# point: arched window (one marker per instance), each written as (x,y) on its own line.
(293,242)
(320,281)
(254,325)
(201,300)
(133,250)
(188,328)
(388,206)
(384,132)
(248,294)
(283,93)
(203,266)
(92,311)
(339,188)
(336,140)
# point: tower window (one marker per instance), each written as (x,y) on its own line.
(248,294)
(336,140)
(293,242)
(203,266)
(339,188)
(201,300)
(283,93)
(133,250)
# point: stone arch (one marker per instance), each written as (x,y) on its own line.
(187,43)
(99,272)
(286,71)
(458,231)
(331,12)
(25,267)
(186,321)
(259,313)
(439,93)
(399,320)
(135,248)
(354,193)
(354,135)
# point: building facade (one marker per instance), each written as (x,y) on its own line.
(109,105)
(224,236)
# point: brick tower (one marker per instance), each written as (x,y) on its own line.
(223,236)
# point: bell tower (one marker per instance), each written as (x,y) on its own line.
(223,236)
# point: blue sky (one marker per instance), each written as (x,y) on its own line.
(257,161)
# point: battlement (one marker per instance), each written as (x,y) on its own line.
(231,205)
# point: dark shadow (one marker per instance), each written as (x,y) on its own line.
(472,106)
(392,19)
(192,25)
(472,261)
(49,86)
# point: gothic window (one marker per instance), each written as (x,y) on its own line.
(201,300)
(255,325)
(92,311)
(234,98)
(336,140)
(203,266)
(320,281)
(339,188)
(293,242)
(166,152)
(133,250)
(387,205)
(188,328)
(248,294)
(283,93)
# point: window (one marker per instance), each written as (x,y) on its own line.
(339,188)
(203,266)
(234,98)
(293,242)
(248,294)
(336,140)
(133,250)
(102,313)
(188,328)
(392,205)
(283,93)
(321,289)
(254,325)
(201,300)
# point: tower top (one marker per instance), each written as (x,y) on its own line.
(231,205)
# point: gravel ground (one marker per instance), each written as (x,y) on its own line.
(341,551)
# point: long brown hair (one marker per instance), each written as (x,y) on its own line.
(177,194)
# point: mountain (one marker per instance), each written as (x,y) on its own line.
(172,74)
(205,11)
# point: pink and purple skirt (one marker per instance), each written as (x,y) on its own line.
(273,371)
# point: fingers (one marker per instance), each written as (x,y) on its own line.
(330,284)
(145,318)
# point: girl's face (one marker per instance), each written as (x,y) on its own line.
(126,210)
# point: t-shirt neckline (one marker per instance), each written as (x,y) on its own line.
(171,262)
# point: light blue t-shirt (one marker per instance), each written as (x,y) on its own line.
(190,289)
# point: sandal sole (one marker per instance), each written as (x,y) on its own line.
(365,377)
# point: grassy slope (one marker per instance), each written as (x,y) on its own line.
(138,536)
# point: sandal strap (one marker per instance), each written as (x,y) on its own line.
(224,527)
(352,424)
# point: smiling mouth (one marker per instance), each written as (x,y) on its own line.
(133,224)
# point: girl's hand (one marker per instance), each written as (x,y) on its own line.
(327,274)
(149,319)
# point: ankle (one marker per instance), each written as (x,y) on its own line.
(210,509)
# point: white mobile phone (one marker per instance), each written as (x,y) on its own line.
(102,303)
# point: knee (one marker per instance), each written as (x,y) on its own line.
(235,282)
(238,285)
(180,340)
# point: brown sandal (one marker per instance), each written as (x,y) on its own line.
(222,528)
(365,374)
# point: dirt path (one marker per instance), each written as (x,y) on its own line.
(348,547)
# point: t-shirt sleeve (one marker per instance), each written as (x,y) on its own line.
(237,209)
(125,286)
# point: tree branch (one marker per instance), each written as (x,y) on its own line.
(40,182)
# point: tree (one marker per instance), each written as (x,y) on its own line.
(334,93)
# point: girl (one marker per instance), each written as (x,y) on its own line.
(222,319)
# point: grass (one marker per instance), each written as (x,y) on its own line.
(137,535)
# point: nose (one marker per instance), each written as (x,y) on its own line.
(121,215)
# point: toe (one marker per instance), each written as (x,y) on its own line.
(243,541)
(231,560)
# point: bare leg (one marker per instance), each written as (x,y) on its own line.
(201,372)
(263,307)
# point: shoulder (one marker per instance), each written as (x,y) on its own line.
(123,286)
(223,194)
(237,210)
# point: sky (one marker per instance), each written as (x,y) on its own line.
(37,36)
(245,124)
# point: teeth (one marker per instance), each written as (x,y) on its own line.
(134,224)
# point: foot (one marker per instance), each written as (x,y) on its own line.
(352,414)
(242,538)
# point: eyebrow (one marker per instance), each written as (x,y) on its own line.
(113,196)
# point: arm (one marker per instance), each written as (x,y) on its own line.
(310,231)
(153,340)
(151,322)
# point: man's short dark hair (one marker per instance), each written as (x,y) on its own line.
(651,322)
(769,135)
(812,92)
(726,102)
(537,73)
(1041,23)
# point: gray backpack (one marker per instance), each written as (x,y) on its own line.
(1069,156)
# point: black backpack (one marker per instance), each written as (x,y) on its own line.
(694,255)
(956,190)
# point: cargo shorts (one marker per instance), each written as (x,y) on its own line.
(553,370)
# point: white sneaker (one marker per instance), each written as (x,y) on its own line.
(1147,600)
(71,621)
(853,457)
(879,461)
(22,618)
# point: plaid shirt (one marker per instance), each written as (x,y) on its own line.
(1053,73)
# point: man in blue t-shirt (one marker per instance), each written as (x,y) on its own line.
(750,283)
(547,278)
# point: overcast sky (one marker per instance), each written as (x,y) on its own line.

**INSTRUCTIONS FOR THE TASK**
Every line of the listing is to be returned unchanged.

**WRITTEN SOLUTION**
# point: arched window (one marker per instance), each written as (x,y) on its own line.
(293,242)
(320,281)
(254,325)
(201,300)
(133,250)
(188,328)
(388,206)
(384,132)
(248,294)
(283,93)
(203,266)
(92,311)
(339,188)
(336,140)
# point: tower window (one marker per instance), each written as (x,y) on its own line.
(248,294)
(336,140)
(293,242)
(203,266)
(339,188)
(201,300)
(283,93)
(133,250)
# point: stone arch (one marker per instance), each written as (x,y) on its own line.
(187,43)
(99,272)
(286,71)
(458,231)
(331,12)
(25,267)
(186,321)
(259,313)
(439,93)
(399,320)
(135,248)
(354,193)
(354,135)
# point: building facade (one marker per instance), each written as (x,y) on its own line.
(109,105)
(224,236)
# point: brick tower (one marker per instance), each written as (x,y) on its own line.
(223,236)
# point: bell tower (one marker per instance), each written as (x,y) on its own line.
(223,236)
# point: blue sky (one marker per instance), each written as (x,y) on its own line.
(257,161)
# point: battlement (one marker per instance), each written as (x,y) on its own line.
(231,205)
# point: dark shadow (one marker per instance), each written as (x,y) on its own line.
(472,106)
(392,19)
(192,25)
(472,261)
(49,86)
# point: gothic window (one marker per instance), each written as (x,y) on its own line.
(201,300)
(255,325)
(92,311)
(234,98)
(336,140)
(203,266)
(320,281)
(339,188)
(293,242)
(166,152)
(133,250)
(387,205)
(188,328)
(248,294)
(283,93)
# point: window (one marker per instance), each written as (x,y) on its own line.
(339,188)
(203,266)
(234,98)
(293,242)
(248,294)
(336,140)
(133,250)
(102,313)
(188,328)
(392,205)
(283,93)
(321,289)
(254,325)
(201,300)
# point: tower top (one marker per instance), each written as (x,y) on its own line.
(231,205)
# point: gravel ground (one marker per instance), each written as (x,y) on its own line.
(341,551)
# point: long brown hair (one marker per instance), each written as (x,y) on its own line.
(177,194)
# point: mountain (one marker per instance), each written as (x,y) on its own line.
(172,74)
(205,11)
# point: pink and purple skirt (one marker per instance), each written as (x,y) on its own line.
(273,371)
# point: fingers (one marker per instance), each written as (x,y) on its own line.
(330,284)
(145,318)
# point: girl's face (one marker per instance), each written as (x,y) on its own line.
(126,210)
# point: t-shirt neckline (one marker per instance), each written as (x,y) on its own line.
(171,262)
# point: light blue t-shirt (one marker per instance), each written as (x,y) on its own line.
(190,289)
# point: sandal sole (one marker per instance), each written as (x,y) on its own line.
(365,377)
# point: grassy slope (one marker per instance), each written as (x,y) on its own line.
(138,536)
# point: sandal strap (one marker per instance), each written as (x,y) on its own line.
(224,527)
(352,424)
# point: smiling mouth (one marker per instance), each written as (x,y) on its own line.
(133,224)
# point: girl's hand (one marker per instance), each written as (x,y) on its own line.
(327,274)
(149,319)
# point: ankle (one marker per instance), each written as (x,y) on its own line.
(210,509)
# point: white mobile phone (one marker per instance), each written as (x,y) on its own line.
(102,303)
# point: knee (one marker per instance), each written as (x,y) on its own line.
(235,282)
(238,285)
(180,340)
# point: brown sandal (one marker per instance), each written as (x,y) on its own line.
(222,528)
(365,374)
# point: dirt path (one marker per instance), each written as (x,y) on its own line.
(348,547)
# point: t-shirt sleeve (one marker per instance), each written as (x,y) on its own line.
(237,209)
(125,286)
# point: tree branch (one marker per instance), each written as (x,y) on its own line.
(40,182)
# point: tree (one marker per instance), each written as (x,y) on its own line.
(334,93)
# point: girl (one marker per instance), each written as (x,y) on its own line.
(222,319)
# point: grass (one marker per instance), each written as (x,y) on its own line.
(137,535)
# point: nose (one marker per instance), each written as (x,y) on its own line.
(121,215)
# point: toe (one marker per instance), each written as (x,y) on its own line.
(243,541)
(231,560)
# point: bare leg (one marker per instance), each written as (x,y) on its own line.
(201,372)
(263,307)
# point: shoulder (one marker per instance), each written as (x,y) on its own line.
(123,286)
(223,194)
(237,210)
# point: sky (one marker per instance), each written as (x,y) on its own line.
(37,36)
(245,124)
# point: teeth (one marker per instance), each written as (x,y) on its own line.
(134,224)
# point: foot (one marker per instance), each written as (x,y) on its own line.
(352,414)
(242,538)
# point: eyebrow (one marker per instance), each written as (x,y) on its own line.
(113,196)
# point: arm (one marker per instance), each written as (x,y) on its own line.
(310,231)
(153,340)
(151,322)
# point: man's short dark hair (one marker per instance), each written as (x,y) on its own line.
(651,322)
(769,135)
(812,92)
(726,102)
(537,73)
(1041,23)
# point: gray backpack (one marker per instance), each written as (x,y) on its own line.
(1069,156)
# point: black backpack (one marker per instance), each written as (x,y) on its own line.
(694,255)
(956,190)
# point: cargo shorts (one marker per instance), each written as (x,y) on its own line.
(553,370)
# point: white sneaker (one marker per instance), each written as (x,y) on its own line.
(1147,600)
(71,621)
(853,457)
(879,461)
(22,618)
# point: plaid shirt (one marker per instance), each written as (x,y) on its own line.
(1053,73)
# point: man in blue t-shirt (one marker per instance), each written as (x,y) on its own line.
(750,283)
(547,278)
# point: overcast sky (one marker per instance), each written as (x,y) on its own line.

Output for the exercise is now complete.